• **Work order**
Given the records below, would you repeat exactly the lines that begin at the one containing "Each <instance> block" and end at the one containing "box: [121, 0, 201, 32]", inclusive?

• **Material for the task**

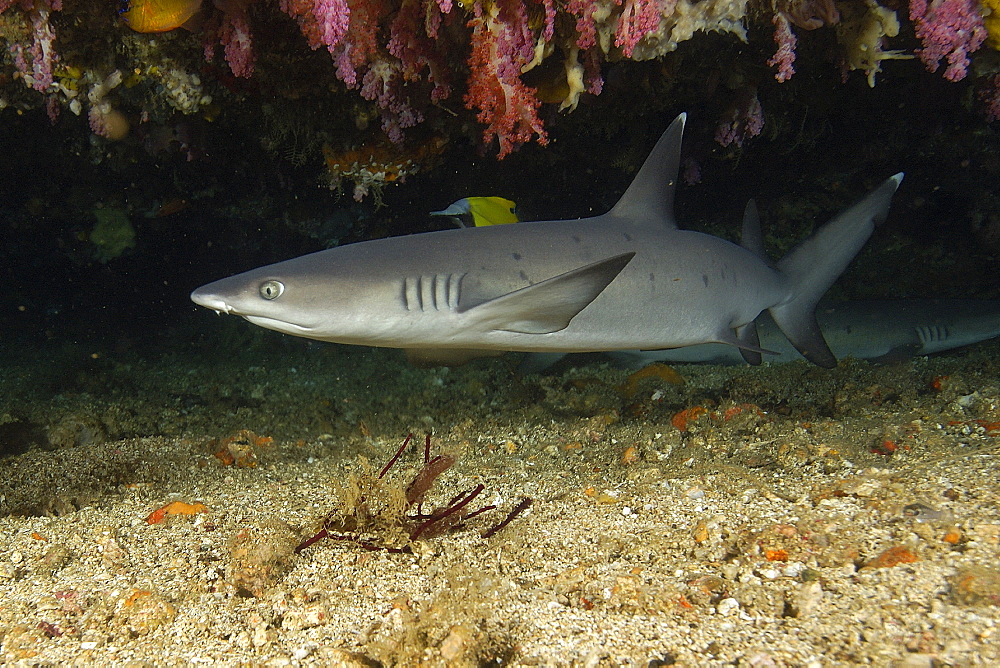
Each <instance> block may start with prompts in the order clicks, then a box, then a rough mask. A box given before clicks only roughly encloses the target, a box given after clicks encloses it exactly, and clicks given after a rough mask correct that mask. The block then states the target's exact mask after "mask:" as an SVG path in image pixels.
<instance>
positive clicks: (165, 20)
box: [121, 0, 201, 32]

--

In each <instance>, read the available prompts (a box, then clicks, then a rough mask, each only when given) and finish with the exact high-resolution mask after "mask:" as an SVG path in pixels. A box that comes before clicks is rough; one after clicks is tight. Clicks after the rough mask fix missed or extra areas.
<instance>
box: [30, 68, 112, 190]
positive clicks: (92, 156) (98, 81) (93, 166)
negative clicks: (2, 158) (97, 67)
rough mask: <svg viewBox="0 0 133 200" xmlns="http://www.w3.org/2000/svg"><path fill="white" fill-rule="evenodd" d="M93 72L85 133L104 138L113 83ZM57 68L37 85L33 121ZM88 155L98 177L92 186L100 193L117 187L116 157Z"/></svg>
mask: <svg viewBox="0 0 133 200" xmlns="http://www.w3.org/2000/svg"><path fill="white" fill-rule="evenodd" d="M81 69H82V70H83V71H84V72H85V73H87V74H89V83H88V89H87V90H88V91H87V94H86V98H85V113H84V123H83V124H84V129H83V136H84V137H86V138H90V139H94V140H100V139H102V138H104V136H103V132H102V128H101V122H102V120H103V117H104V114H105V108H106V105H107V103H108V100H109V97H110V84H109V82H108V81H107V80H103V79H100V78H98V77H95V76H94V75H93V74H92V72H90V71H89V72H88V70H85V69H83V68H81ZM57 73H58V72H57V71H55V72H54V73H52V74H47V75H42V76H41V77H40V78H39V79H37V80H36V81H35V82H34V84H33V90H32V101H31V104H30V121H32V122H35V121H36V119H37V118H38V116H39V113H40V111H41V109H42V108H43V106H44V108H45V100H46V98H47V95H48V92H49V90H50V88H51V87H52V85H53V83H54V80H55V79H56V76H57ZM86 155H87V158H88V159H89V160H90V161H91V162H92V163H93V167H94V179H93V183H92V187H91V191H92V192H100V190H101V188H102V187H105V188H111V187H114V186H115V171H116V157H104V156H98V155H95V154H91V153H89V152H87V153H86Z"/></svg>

* * *

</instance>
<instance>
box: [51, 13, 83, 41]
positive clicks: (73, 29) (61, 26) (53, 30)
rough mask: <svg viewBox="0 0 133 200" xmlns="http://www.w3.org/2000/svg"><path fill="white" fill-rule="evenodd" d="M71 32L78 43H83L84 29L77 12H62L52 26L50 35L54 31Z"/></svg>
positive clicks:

• **Final answer**
Each <instance> block may start with prompts in the order clicks, then a box, then a rough mask. A box given before clicks only roughly encloses the target, a box given after clicks encloses it exactly, and clicks given after a rough mask correct that mask. The block then states the target's exact mask after "mask:" as an SVG path in image pixels.
<instance>
positive clicks: (165, 20)
box: [121, 0, 201, 32]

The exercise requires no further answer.